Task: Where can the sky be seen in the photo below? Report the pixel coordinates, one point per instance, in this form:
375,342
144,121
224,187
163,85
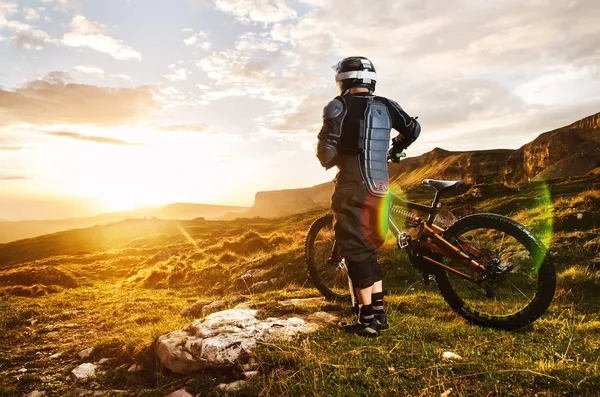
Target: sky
110,104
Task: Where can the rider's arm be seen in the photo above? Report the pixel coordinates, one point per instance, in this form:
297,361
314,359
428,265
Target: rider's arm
408,127
331,131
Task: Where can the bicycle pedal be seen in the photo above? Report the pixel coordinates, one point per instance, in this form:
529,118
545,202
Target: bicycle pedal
403,240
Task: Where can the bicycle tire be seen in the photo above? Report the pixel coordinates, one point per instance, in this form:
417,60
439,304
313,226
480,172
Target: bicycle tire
313,267
546,274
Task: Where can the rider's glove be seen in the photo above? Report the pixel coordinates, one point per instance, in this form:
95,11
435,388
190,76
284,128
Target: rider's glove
395,152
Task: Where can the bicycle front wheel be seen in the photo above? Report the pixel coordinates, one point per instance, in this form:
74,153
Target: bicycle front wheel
515,284
329,276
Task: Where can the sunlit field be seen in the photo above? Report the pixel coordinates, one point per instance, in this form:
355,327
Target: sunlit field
117,288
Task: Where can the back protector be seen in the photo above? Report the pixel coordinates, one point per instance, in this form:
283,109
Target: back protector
375,141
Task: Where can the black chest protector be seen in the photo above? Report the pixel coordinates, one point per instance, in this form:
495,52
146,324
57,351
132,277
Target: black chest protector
374,141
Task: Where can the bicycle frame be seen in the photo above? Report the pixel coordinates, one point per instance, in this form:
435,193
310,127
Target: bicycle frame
429,239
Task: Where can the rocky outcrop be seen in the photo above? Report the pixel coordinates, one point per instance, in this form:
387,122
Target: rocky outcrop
225,339
283,202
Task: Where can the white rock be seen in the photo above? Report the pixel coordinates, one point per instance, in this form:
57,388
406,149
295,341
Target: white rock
105,361
135,368
85,353
83,371
449,356
221,338
232,387
180,393
446,393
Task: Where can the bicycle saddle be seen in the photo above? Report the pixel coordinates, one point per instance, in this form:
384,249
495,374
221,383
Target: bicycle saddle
442,185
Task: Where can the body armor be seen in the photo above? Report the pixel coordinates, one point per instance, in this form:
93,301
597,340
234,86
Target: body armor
374,141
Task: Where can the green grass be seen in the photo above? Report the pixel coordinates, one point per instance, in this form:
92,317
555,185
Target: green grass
133,280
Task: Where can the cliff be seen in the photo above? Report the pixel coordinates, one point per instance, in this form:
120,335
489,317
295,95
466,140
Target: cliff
568,151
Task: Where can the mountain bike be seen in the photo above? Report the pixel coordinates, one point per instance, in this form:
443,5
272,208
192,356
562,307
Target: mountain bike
490,269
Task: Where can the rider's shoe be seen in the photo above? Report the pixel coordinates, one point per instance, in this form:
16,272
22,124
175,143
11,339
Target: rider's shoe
381,318
368,330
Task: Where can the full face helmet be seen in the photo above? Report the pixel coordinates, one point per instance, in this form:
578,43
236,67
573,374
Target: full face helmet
354,72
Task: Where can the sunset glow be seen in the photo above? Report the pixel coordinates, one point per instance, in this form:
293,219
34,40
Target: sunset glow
114,104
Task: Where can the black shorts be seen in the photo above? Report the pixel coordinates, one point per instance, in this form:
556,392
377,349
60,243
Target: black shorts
360,225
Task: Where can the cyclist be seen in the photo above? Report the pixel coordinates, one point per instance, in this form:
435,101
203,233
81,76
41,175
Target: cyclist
355,137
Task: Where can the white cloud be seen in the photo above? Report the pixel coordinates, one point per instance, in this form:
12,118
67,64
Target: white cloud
31,14
177,73
196,39
85,33
264,11
88,69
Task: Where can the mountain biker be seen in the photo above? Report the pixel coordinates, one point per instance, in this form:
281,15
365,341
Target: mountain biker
355,137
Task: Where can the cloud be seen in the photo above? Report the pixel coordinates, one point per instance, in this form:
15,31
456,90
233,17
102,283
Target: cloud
96,139
10,148
14,178
85,33
53,100
24,36
183,127
31,14
177,73
264,11
88,69
196,39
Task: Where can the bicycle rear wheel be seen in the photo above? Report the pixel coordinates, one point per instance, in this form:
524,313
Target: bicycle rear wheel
517,283
330,277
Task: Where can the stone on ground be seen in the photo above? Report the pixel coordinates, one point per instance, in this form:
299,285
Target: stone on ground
224,339
232,387
180,393
84,371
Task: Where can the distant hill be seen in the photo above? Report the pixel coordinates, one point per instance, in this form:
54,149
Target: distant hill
16,230
568,151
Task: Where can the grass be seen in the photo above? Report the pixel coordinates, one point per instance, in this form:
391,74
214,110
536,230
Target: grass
130,282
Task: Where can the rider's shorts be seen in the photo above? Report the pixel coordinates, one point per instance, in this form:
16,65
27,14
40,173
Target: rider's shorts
360,224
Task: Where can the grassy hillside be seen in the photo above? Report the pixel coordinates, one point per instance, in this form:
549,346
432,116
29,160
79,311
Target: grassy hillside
118,287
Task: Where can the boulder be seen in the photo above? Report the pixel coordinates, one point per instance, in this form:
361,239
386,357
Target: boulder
85,353
232,387
224,339
195,310
180,393
84,371
213,307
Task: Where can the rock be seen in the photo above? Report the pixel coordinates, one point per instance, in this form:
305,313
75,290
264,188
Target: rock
232,387
94,385
195,309
180,393
106,361
83,371
449,356
323,318
222,338
135,368
250,374
260,286
305,301
213,307
446,393
85,353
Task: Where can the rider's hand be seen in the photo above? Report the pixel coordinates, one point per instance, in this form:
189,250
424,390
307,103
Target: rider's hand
395,154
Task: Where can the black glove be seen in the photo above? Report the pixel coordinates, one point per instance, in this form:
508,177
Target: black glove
395,154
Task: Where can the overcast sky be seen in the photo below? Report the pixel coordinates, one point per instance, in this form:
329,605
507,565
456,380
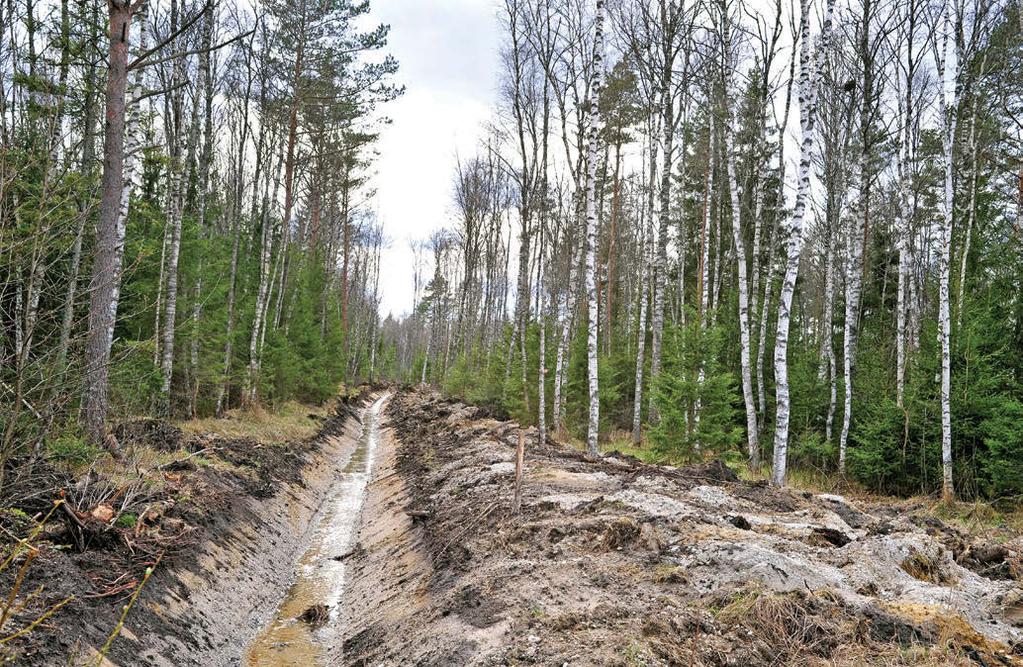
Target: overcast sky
448,56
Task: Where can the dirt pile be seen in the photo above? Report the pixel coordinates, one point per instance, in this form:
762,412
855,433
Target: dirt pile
222,519
613,562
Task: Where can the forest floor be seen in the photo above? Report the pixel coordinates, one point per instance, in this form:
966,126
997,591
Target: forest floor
615,562
608,562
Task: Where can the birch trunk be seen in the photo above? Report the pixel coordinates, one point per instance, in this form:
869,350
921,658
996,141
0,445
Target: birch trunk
809,76
753,442
947,95
592,317
108,256
640,349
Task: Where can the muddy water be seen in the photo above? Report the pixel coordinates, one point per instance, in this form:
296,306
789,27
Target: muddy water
288,641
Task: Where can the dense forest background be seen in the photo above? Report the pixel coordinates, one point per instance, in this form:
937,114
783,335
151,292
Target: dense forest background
183,212
773,232
764,225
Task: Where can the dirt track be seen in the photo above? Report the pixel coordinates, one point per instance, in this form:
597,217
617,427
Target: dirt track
617,563
610,562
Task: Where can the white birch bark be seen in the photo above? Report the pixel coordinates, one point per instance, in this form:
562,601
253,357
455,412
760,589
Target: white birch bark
809,80
592,317
947,98
752,439
645,280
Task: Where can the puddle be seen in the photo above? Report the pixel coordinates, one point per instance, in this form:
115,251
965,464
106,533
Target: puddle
286,640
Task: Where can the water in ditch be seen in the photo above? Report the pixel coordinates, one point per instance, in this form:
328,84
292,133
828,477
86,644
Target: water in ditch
288,640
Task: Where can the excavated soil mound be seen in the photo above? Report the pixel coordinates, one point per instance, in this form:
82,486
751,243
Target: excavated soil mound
613,562
225,534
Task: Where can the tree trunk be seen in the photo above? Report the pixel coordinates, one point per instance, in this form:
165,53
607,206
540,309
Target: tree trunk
105,282
809,76
592,317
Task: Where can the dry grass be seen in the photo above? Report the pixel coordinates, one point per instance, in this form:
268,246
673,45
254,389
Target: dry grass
292,421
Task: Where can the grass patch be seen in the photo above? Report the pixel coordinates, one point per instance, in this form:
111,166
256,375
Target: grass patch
290,423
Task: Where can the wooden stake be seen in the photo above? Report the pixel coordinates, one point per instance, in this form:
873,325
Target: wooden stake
520,455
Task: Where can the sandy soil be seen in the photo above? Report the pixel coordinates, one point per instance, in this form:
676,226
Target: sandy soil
229,537
609,562
614,562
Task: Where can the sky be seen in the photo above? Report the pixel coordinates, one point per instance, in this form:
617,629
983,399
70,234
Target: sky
448,56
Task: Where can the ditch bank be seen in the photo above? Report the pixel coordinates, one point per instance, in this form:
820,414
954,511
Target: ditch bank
614,562
229,531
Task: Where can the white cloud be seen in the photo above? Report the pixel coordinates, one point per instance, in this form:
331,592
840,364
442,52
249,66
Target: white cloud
448,56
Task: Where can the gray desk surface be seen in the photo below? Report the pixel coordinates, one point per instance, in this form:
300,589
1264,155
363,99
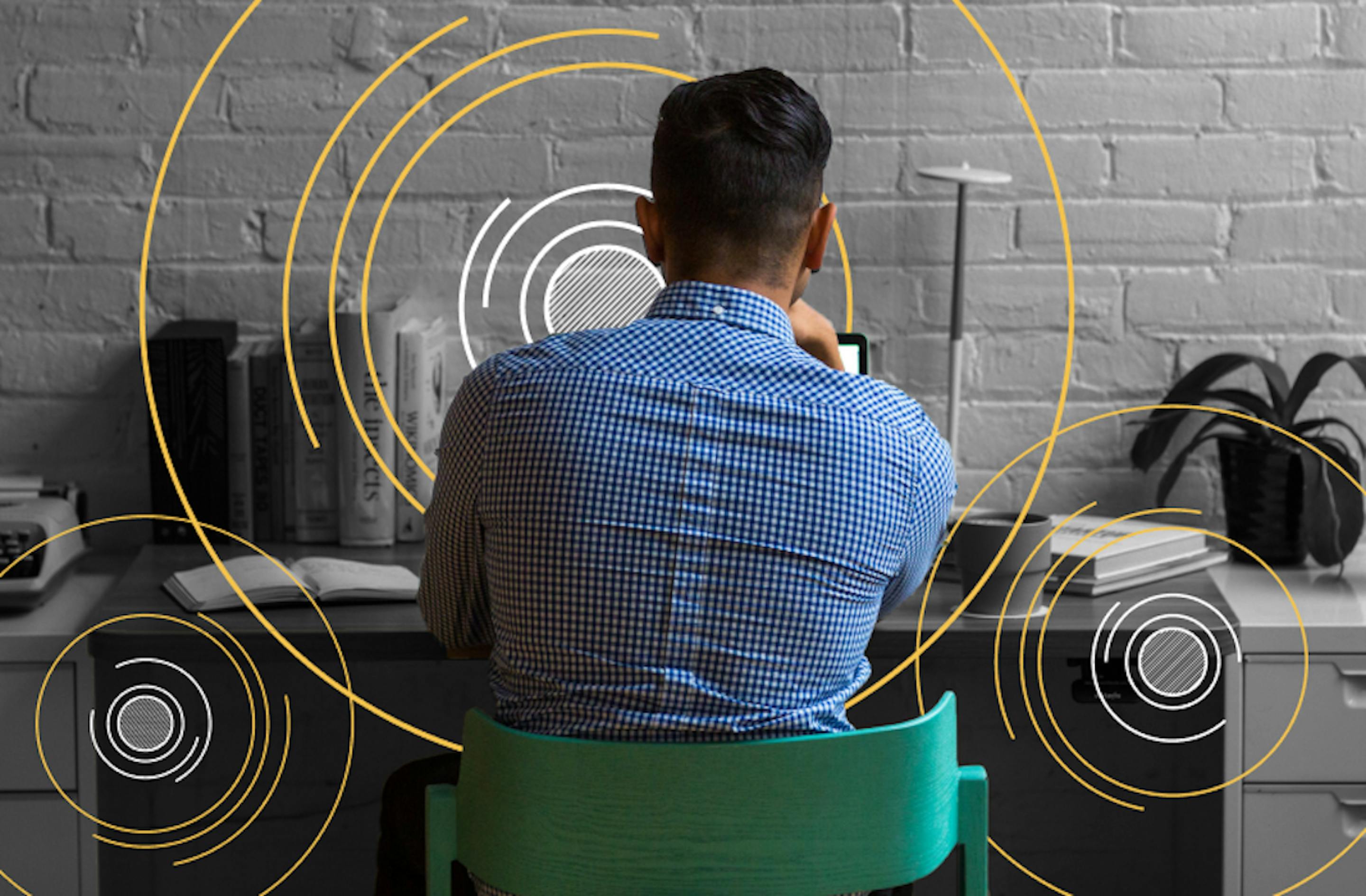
# # # # # # #
Lines from the entries that contain the string "below" must be found and copied.

#### Response to this task
Task: Where can the sky be seen in the photo below? Report the pixel coordinates, one point per instance, in this form:
Task: Where can the overcast sky be seen in the photo below? Report the pixel coordinates, one point per instance, in this form:
Task: Where can the gray desk surface be seen in the photo below? Report the pixel coordinates, one point per instance, in this form:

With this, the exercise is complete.